What you have to do: Which lines in the items below contain the word "black"? Pick out and copy each one, matching case exactly.

Records:
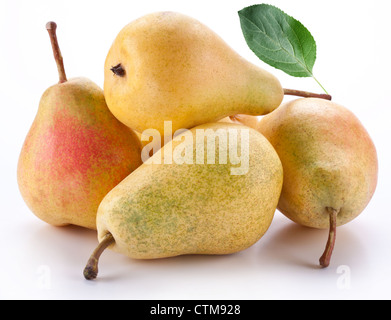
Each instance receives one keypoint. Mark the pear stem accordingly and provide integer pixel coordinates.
(91, 270)
(326, 257)
(51, 28)
(305, 94)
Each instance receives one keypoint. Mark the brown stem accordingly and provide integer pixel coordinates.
(305, 94)
(326, 257)
(91, 270)
(51, 28)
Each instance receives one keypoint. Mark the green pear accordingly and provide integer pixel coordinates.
(212, 190)
(75, 152)
(167, 66)
(329, 160)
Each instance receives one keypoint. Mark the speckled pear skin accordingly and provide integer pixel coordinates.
(165, 210)
(75, 152)
(328, 157)
(177, 69)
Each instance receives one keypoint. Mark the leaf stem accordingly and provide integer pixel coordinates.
(91, 269)
(51, 28)
(305, 94)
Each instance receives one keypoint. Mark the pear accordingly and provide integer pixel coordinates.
(75, 152)
(167, 66)
(196, 195)
(329, 160)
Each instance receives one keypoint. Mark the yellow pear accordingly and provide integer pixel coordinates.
(329, 160)
(167, 66)
(212, 190)
(75, 152)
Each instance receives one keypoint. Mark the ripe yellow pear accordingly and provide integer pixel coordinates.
(75, 152)
(329, 160)
(212, 190)
(167, 66)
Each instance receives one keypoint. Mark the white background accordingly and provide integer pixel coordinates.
(38, 261)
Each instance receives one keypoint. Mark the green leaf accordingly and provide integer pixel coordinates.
(278, 39)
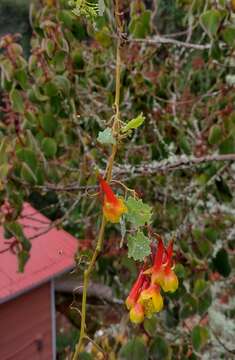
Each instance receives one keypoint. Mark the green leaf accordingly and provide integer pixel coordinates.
(49, 147)
(21, 77)
(17, 101)
(227, 146)
(160, 350)
(62, 83)
(229, 35)
(27, 174)
(204, 301)
(215, 134)
(59, 61)
(134, 123)
(106, 137)
(189, 306)
(134, 350)
(48, 123)
(28, 156)
(200, 286)
(200, 337)
(138, 213)
(210, 21)
(138, 246)
(221, 263)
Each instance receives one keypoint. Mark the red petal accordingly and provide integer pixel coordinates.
(106, 189)
(159, 254)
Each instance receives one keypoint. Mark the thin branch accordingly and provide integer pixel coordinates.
(157, 40)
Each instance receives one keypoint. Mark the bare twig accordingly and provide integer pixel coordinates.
(158, 40)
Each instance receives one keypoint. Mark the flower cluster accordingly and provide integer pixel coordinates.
(145, 297)
(113, 206)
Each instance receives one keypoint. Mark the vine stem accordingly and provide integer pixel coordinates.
(109, 169)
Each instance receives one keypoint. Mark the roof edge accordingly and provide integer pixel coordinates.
(34, 286)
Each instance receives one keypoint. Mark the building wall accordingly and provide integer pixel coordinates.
(26, 326)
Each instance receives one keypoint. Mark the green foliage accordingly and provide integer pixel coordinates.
(58, 101)
(210, 21)
(199, 337)
(134, 123)
(138, 246)
(106, 137)
(221, 263)
(138, 213)
(90, 9)
(160, 350)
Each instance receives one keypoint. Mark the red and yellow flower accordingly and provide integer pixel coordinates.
(145, 297)
(151, 299)
(113, 206)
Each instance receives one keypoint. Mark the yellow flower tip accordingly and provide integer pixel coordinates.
(151, 300)
(137, 314)
(157, 277)
(170, 282)
(130, 302)
(114, 210)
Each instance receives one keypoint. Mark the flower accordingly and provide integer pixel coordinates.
(135, 290)
(169, 282)
(156, 271)
(113, 206)
(145, 297)
(161, 271)
(137, 314)
(151, 300)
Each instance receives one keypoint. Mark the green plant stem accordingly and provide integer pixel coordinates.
(88, 271)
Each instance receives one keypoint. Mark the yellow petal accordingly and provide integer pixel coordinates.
(137, 314)
(170, 282)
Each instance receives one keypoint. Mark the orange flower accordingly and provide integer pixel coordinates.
(137, 314)
(113, 207)
(161, 272)
(169, 281)
(151, 300)
(135, 290)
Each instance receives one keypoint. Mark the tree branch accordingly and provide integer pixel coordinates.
(157, 40)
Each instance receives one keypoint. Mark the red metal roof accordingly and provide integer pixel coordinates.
(52, 253)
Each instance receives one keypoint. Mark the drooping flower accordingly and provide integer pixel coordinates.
(151, 299)
(161, 272)
(113, 206)
(137, 314)
(156, 270)
(145, 297)
(135, 290)
(169, 281)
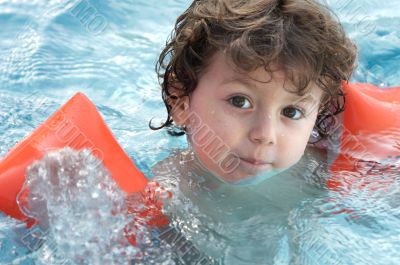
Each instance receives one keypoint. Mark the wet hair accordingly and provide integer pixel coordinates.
(302, 37)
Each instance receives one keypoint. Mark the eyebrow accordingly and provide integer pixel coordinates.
(240, 80)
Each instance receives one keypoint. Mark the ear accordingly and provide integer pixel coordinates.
(180, 110)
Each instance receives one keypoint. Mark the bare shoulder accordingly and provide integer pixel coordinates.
(168, 166)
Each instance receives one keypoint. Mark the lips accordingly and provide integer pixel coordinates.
(256, 162)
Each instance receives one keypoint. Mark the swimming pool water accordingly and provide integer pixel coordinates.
(51, 49)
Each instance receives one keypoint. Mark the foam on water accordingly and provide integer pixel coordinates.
(81, 212)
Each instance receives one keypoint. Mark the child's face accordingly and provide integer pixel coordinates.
(261, 123)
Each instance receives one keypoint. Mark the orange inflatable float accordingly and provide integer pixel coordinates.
(78, 125)
(370, 137)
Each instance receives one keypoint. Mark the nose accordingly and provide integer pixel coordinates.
(263, 130)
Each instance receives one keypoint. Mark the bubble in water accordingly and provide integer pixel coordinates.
(80, 207)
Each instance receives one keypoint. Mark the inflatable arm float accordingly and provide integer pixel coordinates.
(78, 125)
(370, 135)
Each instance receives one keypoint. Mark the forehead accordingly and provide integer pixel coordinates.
(222, 70)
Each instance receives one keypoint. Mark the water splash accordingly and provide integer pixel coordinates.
(80, 210)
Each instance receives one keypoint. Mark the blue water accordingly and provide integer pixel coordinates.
(48, 51)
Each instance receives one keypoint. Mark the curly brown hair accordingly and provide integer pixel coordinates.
(303, 37)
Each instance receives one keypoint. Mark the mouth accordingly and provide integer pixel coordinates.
(255, 163)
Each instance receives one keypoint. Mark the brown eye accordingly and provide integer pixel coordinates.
(292, 113)
(240, 102)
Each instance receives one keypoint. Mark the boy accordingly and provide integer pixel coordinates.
(254, 85)
(250, 82)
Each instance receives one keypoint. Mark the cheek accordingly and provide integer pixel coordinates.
(294, 144)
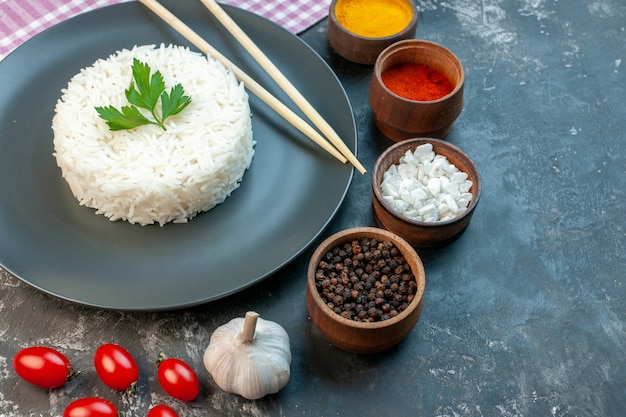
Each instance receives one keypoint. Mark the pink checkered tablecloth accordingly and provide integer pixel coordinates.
(22, 19)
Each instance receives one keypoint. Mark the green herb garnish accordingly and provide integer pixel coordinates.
(144, 92)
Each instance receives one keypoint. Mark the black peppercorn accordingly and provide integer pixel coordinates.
(365, 280)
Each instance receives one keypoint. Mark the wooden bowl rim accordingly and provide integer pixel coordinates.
(347, 234)
(413, 143)
(417, 43)
(333, 17)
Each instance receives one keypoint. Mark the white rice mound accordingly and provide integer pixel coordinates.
(146, 175)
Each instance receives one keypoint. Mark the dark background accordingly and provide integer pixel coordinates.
(524, 315)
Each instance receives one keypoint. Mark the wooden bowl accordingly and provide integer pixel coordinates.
(400, 118)
(361, 49)
(423, 234)
(362, 337)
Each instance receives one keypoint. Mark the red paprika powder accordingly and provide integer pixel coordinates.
(417, 82)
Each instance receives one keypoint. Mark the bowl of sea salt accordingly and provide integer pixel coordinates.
(425, 190)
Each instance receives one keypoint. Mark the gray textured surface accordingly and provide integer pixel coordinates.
(524, 315)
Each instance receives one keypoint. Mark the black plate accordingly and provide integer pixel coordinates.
(291, 192)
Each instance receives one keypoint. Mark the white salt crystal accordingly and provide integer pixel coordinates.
(426, 187)
(434, 186)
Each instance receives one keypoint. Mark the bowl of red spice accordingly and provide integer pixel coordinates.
(365, 289)
(416, 90)
(359, 30)
(425, 190)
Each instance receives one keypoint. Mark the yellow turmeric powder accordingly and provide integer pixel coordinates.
(374, 18)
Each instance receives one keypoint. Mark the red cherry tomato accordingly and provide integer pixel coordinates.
(43, 366)
(90, 407)
(116, 367)
(178, 379)
(161, 411)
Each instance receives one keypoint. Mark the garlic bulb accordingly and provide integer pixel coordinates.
(249, 357)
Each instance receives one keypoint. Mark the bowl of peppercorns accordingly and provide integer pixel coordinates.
(365, 289)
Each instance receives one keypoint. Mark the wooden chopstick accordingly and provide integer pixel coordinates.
(250, 83)
(282, 81)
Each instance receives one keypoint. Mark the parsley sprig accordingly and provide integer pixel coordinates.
(144, 92)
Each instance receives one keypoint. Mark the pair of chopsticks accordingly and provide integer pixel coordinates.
(339, 150)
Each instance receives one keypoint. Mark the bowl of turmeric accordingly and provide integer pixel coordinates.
(359, 30)
(416, 90)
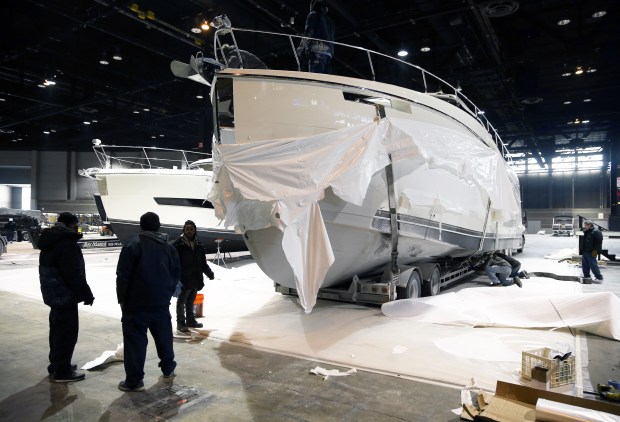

Written solution:
Each instance receives one keypoint. Mark the black peppercorn accordingly and provide integer pixel coordinates.
Each instance receives one keypoint. Mark the black plate accordingly and provide integer pixel coordinates.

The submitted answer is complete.